OPDRACHTEN:
A. In welke twee landen geldt volgens het blogbericht over grenzeloze betekeningen het Rechtsvorderingsverdrag 1954 voor de betekening?
B. Typ uit het blogbericht over grenzeloze betekeningen alles over van "Grenzeloze betekeningen –" tot en met "van de wereld.".
C. Som alle wetten, verdragen en verordeningen op die in het blogbericht over grenzeloze betekeningen bij naam worden genoemd.

GECITEERDE TEKST:
========

Duoblog: Grenzeloze betekeningen deel 2








Grenzeloze betekeningen – deel 2


Vorige week hebben wij u deelgenoot gemaakt van de reis die je als schuldeiser soms in figuurlijke zin moet afleggen om de weg naar de wederpartij te vinden. Want wat te doen als uw wederpartij in een ander land woont of gevestigd is en u voor het bereiken van die partij onze landsgrenzen over moet gaan? Hoe de betekening aan een partij die verblijft in een land dat onderdeel is van de EU en dus valt onder de EG-betekeningsverordening of valt onder het toepassingsbereik van het Haags Betekeningsverdrag in zijn werk gaat heeft u kunnen lezen in Grenzeloze betekeningen deel 1.  Deze week nemen wij u voor de betekeningsvereisten mee naar andere gebieden van de wereld. 


Rechtsvorderingsverdrag 1954

U kunt de betekening volgens het Rechtsvorderingsverdrag 1954 gerust als een zeldzaam fenomeen betitelen. Maar voor de betekening in landen als Suriname en Vaticaanstad, geldt dit Verdrag wel degelijk. U komt bij dit Verdrag uit als de betekening gewenst is in een land dat geen onderdeel is van de EU en geen lid is van het Haags Betekeningsverdrag. Of een land lid is van het Rechtsvorderingsverdrag 1954, kunt u terugvinden op www.hcch.net.Ook in het toepassen van de formaliteiten uit het Rechtsvorderingsverdrag zult u veel moeten schakelen tussen het Wetboek van Burgerlijke Rechtsvordering en de Uitvoeringswet Rechtsvorderingsverdrag 1954. In art. 4 lid 1 van de Uitvoeringswet wordt namelijk geregeld dat de betekening geschiedt conform art 55 Rv.

========

[Annotaties met coördinaten]
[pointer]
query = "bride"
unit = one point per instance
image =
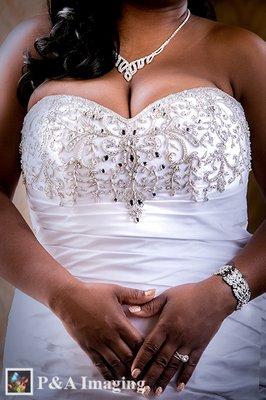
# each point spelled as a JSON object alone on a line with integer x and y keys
{"x": 136, "y": 124}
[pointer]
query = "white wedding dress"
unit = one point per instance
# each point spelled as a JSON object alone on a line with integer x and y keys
{"x": 157, "y": 200}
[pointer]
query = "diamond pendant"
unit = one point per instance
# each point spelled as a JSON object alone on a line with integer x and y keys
{"x": 128, "y": 69}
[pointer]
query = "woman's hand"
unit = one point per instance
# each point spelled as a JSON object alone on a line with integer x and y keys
{"x": 93, "y": 315}
{"x": 190, "y": 315}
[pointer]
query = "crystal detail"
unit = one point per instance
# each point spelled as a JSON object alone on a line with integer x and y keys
{"x": 67, "y": 154}
{"x": 240, "y": 288}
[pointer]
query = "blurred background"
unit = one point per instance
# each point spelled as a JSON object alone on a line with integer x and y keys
{"x": 250, "y": 14}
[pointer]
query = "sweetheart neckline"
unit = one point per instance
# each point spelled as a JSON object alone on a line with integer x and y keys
{"x": 139, "y": 114}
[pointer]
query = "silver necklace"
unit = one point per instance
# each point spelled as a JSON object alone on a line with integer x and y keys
{"x": 128, "y": 69}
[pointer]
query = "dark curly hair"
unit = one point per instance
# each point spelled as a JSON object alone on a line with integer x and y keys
{"x": 82, "y": 43}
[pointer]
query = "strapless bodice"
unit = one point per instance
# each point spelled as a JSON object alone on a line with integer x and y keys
{"x": 191, "y": 146}
{"x": 153, "y": 201}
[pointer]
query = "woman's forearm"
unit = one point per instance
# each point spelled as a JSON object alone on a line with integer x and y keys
{"x": 24, "y": 262}
{"x": 251, "y": 261}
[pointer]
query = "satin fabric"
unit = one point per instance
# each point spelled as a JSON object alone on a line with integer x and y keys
{"x": 177, "y": 241}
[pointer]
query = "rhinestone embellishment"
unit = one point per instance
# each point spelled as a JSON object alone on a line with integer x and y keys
{"x": 193, "y": 143}
{"x": 240, "y": 288}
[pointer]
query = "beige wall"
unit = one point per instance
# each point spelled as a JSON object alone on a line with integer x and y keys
{"x": 248, "y": 13}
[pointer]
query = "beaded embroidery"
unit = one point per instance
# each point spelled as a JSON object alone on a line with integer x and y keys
{"x": 193, "y": 142}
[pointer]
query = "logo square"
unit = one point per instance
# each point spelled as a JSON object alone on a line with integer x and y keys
{"x": 19, "y": 382}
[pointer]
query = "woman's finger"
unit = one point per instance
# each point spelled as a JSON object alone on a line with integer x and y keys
{"x": 148, "y": 350}
{"x": 174, "y": 366}
{"x": 149, "y": 309}
{"x": 130, "y": 335}
{"x": 189, "y": 368}
{"x": 158, "y": 366}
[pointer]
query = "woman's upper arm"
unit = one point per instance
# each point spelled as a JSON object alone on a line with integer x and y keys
{"x": 11, "y": 112}
{"x": 250, "y": 84}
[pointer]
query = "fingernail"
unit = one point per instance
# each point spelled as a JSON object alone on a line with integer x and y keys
{"x": 135, "y": 373}
{"x": 134, "y": 308}
{"x": 159, "y": 391}
{"x": 146, "y": 390}
{"x": 181, "y": 387}
{"x": 150, "y": 292}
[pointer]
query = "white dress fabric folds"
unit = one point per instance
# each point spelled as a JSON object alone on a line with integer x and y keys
{"x": 157, "y": 200}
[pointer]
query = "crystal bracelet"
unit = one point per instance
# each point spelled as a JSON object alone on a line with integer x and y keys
{"x": 240, "y": 288}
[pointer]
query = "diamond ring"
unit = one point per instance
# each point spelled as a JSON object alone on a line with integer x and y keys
{"x": 181, "y": 357}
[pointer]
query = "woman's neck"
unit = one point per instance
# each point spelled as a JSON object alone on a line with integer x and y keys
{"x": 148, "y": 22}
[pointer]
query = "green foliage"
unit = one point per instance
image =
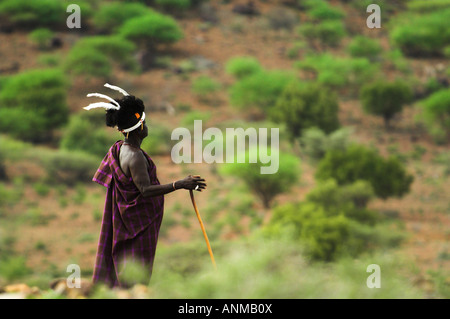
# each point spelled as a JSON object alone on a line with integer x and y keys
{"x": 316, "y": 143}
{"x": 13, "y": 268}
{"x": 33, "y": 104}
{"x": 112, "y": 15}
{"x": 328, "y": 33}
{"x": 364, "y": 47}
{"x": 436, "y": 115}
{"x": 339, "y": 72}
{"x": 205, "y": 88}
{"x": 322, "y": 10}
{"x": 385, "y": 98}
{"x": 305, "y": 105}
{"x": 427, "y": 5}
{"x": 434, "y": 33}
{"x": 259, "y": 90}
{"x": 265, "y": 186}
{"x": 41, "y": 37}
{"x": 152, "y": 29}
{"x": 36, "y": 13}
{"x": 244, "y": 66}
{"x": 84, "y": 133}
{"x": 92, "y": 56}
{"x": 69, "y": 167}
{"x": 388, "y": 177}
{"x": 174, "y": 6}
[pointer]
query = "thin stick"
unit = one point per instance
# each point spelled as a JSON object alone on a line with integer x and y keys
{"x": 203, "y": 229}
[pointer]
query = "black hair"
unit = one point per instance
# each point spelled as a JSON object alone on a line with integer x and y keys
{"x": 125, "y": 117}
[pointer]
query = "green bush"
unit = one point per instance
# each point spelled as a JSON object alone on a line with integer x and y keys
{"x": 328, "y": 33}
{"x": 259, "y": 90}
{"x": 69, "y": 167}
{"x": 388, "y": 177}
{"x": 436, "y": 115}
{"x": 422, "y": 6}
{"x": 151, "y": 29}
{"x": 339, "y": 72}
{"x": 316, "y": 143}
{"x": 244, "y": 66}
{"x": 112, "y": 15}
{"x": 385, "y": 98}
{"x": 364, "y": 47}
{"x": 84, "y": 133}
{"x": 174, "y": 6}
{"x": 433, "y": 37}
{"x": 41, "y": 37}
{"x": 33, "y": 104}
{"x": 305, "y": 105}
{"x": 265, "y": 186}
{"x": 37, "y": 13}
{"x": 321, "y": 10}
{"x": 205, "y": 87}
{"x": 40, "y": 13}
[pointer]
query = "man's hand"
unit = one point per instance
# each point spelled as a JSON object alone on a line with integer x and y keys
{"x": 191, "y": 182}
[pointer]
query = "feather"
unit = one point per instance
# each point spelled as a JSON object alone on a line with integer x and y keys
{"x": 104, "y": 97}
{"x": 116, "y": 88}
{"x": 105, "y": 105}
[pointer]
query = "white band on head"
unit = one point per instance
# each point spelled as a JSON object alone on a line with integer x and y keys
{"x": 134, "y": 126}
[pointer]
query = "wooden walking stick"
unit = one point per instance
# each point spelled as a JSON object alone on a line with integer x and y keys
{"x": 203, "y": 229}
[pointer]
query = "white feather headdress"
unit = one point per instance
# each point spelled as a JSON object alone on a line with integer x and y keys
{"x": 105, "y": 105}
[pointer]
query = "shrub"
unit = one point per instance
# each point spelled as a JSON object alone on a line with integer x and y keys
{"x": 307, "y": 105}
{"x": 388, "y": 177}
{"x": 40, "y": 13}
{"x": 205, "y": 87}
{"x": 33, "y": 104}
{"x": 244, "y": 66}
{"x": 111, "y": 16}
{"x": 364, "y": 47}
{"x": 385, "y": 98}
{"x": 83, "y": 134}
{"x": 328, "y": 33}
{"x": 436, "y": 115}
{"x": 431, "y": 39}
{"x": 259, "y": 90}
{"x": 151, "y": 29}
{"x": 174, "y": 6}
{"x": 37, "y": 13}
{"x": 337, "y": 72}
{"x": 316, "y": 143}
{"x": 41, "y": 37}
{"x": 69, "y": 167}
{"x": 265, "y": 186}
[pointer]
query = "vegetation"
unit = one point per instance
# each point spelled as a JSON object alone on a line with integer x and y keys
{"x": 388, "y": 177}
{"x": 33, "y": 104}
{"x": 302, "y": 106}
{"x": 385, "y": 98}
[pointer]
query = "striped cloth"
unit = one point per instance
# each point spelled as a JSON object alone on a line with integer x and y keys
{"x": 130, "y": 224}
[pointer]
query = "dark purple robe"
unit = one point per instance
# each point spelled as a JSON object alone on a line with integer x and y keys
{"x": 130, "y": 224}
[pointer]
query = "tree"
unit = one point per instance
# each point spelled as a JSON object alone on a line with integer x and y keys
{"x": 265, "y": 186}
{"x": 305, "y": 105}
{"x": 385, "y": 98}
{"x": 388, "y": 177}
{"x": 33, "y": 104}
{"x": 436, "y": 114}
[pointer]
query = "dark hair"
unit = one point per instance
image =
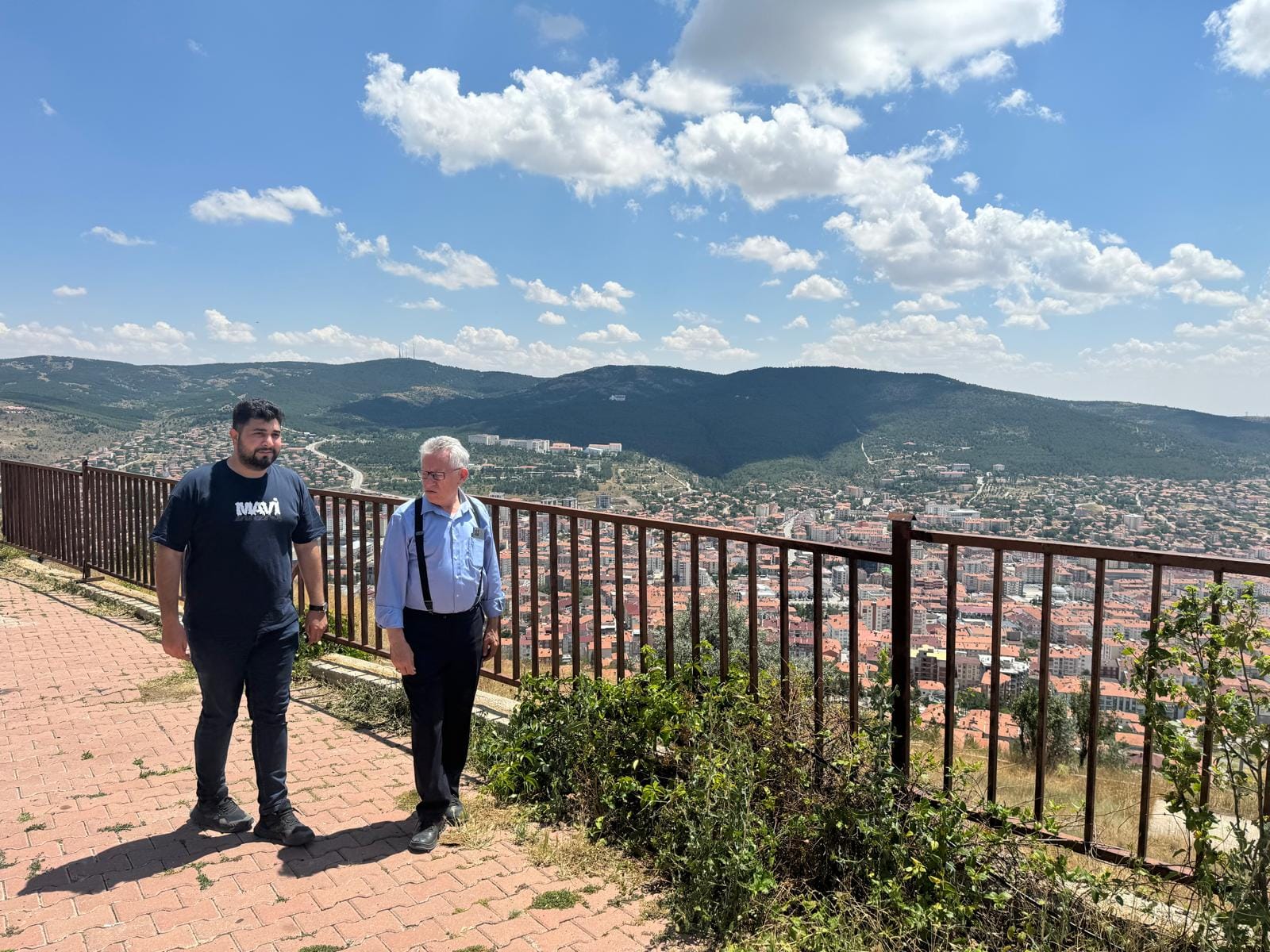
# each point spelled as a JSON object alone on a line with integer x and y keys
{"x": 257, "y": 409}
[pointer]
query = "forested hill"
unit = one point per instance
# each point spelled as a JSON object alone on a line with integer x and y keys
{"x": 713, "y": 424}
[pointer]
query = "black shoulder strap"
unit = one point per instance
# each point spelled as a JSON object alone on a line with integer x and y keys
{"x": 419, "y": 555}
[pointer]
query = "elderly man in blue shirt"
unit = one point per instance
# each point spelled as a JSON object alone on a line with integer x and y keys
{"x": 441, "y": 616}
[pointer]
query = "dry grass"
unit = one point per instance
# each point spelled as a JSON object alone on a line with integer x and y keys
{"x": 1117, "y": 805}
{"x": 178, "y": 685}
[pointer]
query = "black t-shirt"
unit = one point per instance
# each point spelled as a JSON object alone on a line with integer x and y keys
{"x": 237, "y": 535}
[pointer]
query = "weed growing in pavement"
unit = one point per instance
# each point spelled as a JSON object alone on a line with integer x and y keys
{"x": 556, "y": 899}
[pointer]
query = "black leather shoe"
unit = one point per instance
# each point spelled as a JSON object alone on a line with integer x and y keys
{"x": 283, "y": 828}
{"x": 427, "y": 837}
{"x": 225, "y": 816}
{"x": 455, "y": 812}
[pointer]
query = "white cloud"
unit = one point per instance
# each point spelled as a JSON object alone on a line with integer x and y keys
{"x": 1032, "y": 321}
{"x": 537, "y": 292}
{"x": 918, "y": 342}
{"x": 613, "y": 334}
{"x": 552, "y": 27}
{"x": 276, "y": 205}
{"x": 861, "y": 48}
{"x": 926, "y": 304}
{"x": 677, "y": 92}
{"x": 344, "y": 346}
{"x": 704, "y": 343}
{"x": 360, "y": 248}
{"x": 568, "y": 127}
{"x": 1249, "y": 321}
{"x": 1136, "y": 355}
{"x": 159, "y": 336}
{"x": 459, "y": 270}
{"x": 990, "y": 67}
{"x": 1194, "y": 294}
{"x": 827, "y": 112}
{"x": 768, "y": 160}
{"x": 772, "y": 251}
{"x": 791, "y": 156}
{"x": 690, "y": 213}
{"x": 158, "y": 342}
{"x": 609, "y": 298}
{"x": 1242, "y": 32}
{"x": 819, "y": 289}
{"x": 492, "y": 348}
{"x": 117, "y": 238}
{"x": 686, "y": 317}
{"x": 221, "y": 328}
{"x": 1022, "y": 103}
{"x": 920, "y": 240}
{"x": 1191, "y": 263}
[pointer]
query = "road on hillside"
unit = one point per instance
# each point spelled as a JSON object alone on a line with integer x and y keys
{"x": 359, "y": 476}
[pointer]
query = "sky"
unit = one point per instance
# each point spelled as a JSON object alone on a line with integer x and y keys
{"x": 1060, "y": 200}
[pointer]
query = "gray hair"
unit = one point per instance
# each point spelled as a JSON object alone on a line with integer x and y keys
{"x": 451, "y": 447}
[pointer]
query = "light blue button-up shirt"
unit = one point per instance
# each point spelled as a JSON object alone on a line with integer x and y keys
{"x": 457, "y": 550}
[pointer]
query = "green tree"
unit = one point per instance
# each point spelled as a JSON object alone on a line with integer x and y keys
{"x": 1060, "y": 733}
{"x": 1106, "y": 742}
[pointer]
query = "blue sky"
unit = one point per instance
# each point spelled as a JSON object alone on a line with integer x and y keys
{"x": 1066, "y": 201}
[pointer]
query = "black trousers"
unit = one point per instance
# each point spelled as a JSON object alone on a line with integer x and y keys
{"x": 228, "y": 663}
{"x": 448, "y": 651}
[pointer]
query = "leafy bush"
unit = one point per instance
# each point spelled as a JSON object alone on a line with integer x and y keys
{"x": 756, "y": 838}
{"x": 1208, "y": 664}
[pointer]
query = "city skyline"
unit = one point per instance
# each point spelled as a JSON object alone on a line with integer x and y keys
{"x": 1006, "y": 194}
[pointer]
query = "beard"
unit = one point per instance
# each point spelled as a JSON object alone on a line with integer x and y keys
{"x": 260, "y": 460}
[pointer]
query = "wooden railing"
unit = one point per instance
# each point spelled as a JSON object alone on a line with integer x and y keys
{"x": 99, "y": 520}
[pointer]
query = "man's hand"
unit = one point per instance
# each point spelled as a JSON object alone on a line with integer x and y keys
{"x": 175, "y": 641}
{"x": 315, "y": 626}
{"x": 491, "y": 645}
{"x": 400, "y": 653}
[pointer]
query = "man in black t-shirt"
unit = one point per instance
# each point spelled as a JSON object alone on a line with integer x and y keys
{"x": 230, "y": 527}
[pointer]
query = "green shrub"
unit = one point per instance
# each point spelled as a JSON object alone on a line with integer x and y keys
{"x": 757, "y": 839}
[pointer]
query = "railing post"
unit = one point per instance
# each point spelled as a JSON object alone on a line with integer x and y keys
{"x": 86, "y": 524}
{"x": 901, "y": 636}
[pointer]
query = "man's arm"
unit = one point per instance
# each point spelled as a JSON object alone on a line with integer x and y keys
{"x": 492, "y": 600}
{"x": 391, "y": 587}
{"x": 309, "y": 560}
{"x": 168, "y": 569}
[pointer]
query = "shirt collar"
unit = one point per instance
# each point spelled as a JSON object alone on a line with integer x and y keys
{"x": 464, "y": 507}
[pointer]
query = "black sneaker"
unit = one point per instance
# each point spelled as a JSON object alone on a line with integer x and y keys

========

ANTWOORDEN:
A. Suriname en Vaticaanstad.

B.
Grenzeloze betekeningen – deel 2


Vorige week hebben wij u deelgenoot gemaakt van de reis die je als schuldeiser soms in figuurlijke zin moet afleggen om de weg naar de wederpartij te vinden. Want wat te doen als uw wederpartij in een ander land woont of gevestigd is en u voor het bereiken van die partij onze landsgrenzen over moet gaan? Hoe de betekening aan een partij die verblijft in een land dat onderdeel is van de EU en dus valt onder de EG-betekeningsverordening of valt onder het toepassingsbereik van het Haags Betekeningsverdrag in zijn werk gaat heeft u kunnen lezen in Grenzeloze betekeningen deel 1.  Deze week nemen wij u voor de betekeningsvereisten mee naar andere gebieden van de wereld.

C.
- EG-betekeningsverordening
- Haags Betekeningsverdrag
- Rechtsvorderingsverdrag 1954
- Wetboek van Burgerlijke Rechtsvordering
- Uitvoeringswet Rechtsvorderingsverdrag 1954